▸ **PROBLEM STATEMENT**: Please repeat every entry that follows, keeping each one exactly the same.

▸ **DATA EXTRACT**:

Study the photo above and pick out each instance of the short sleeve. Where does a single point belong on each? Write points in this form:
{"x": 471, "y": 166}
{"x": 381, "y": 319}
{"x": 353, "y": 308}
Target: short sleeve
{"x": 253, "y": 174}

▸ **FINISHED EXERCISE**:
Study the photo above and pick out each instance of the short sleeve. Where does a single point belong on each? Write points in this form:
{"x": 471, "y": 166}
{"x": 381, "y": 319}
{"x": 353, "y": 308}
Target: short sleeve
{"x": 253, "y": 174}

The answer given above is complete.